I was fortunate to attend the annual meeting of the national YWCA organization in Washington, D.C., recently. This opportunity was life changing in many ways. I am sure I will struggle to convey in words the history, richness and sense of inspiration I felt there but will try.
Have you ever been affected by something you felt very personal about, such as cancer, suicide, discrimination, racial injustice? During the meeting, I witnessed courageous women who had felt the effects of such significant issues and found ways to turn their “something” into their “cause.” These women changed our world.
There is something powerful about hearing the stories in person. The speakers were phenomenal: U.S. Rep. Donna Edwards, D-Md., Commander Zoe Dunning (Retired) of the U.S. Navy, and Boston City Councilwoman Ayanna Pressley all spoke of barriers they faced and how they advocated for changes that affected so many people.
I was touched by Pressley’s personal life story as the first woman of color to be elected in her city. She overcame the odds not only in her life but also in getting elected.
I was inspired by Dunning, who was the first openly gay individual who was allowed to remain on active duty. She retired after 22 years of service. She was instrumental in getting the “Don’t Ask, Don’t Tell” policy repealed in 2010.

● Aim of the task
Pick up the account of the YWCA national meeting after its last sentence and write the next part. The records that come next are taken from a separate source.

● Data for review
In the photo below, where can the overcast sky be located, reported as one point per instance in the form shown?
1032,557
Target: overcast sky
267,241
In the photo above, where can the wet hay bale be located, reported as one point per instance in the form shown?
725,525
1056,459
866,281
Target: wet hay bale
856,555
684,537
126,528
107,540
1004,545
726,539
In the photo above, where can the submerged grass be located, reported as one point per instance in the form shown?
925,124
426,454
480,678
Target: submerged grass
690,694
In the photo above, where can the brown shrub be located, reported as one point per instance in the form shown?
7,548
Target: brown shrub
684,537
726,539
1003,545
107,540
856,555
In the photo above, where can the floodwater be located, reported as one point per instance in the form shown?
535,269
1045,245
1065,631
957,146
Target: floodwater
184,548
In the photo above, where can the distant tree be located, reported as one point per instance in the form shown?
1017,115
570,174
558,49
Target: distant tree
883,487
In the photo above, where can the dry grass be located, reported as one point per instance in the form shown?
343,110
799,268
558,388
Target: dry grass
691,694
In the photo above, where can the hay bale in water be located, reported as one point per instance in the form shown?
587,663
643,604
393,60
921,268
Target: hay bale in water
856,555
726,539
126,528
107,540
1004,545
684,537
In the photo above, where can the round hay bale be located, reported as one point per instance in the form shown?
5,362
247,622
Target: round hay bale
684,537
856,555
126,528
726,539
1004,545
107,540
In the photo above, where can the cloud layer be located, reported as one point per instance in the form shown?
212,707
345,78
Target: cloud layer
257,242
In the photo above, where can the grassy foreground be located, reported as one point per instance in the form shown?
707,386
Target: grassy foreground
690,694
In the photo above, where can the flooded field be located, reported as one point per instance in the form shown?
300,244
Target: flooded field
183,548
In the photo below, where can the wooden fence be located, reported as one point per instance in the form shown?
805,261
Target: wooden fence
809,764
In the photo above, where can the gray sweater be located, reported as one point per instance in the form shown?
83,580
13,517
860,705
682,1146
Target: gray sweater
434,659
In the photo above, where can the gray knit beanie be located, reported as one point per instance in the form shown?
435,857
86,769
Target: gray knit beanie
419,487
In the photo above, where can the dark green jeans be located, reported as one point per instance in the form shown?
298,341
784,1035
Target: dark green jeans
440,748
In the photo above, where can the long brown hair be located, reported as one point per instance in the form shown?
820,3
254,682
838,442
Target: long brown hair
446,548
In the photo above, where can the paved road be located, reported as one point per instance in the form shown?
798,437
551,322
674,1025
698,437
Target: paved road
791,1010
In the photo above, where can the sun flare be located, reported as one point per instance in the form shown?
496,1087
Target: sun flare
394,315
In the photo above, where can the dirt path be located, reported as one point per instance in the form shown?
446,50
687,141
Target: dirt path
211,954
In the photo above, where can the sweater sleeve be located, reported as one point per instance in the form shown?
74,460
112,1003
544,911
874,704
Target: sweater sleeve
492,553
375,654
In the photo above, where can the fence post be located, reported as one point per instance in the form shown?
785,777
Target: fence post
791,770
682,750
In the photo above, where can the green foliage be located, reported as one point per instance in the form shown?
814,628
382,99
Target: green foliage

● Response box
I had goosebumps all week in D.C., whether I was touring the monuments, memorials, or museums of our great capital, listening to speakers who changed lives, or learned to write grants.
I also discovered how the voices of women are underrepresented in the media. The statistics were alarming; a small percent of written news comes from women. The workshop was packed with women who run YWCAs across the country and the common cry was loud and clear: How do we get heard locally?
I learned so much there, however, what stuck with me was gratitude that I live in a community that cares, stays informed and involved with the organizations that are changing lives here in our community.
I want to leave you with a thought. Thank yourselves for being members in a great community making a difference. Many of you have chosen your “something” and turned it into your “cause.”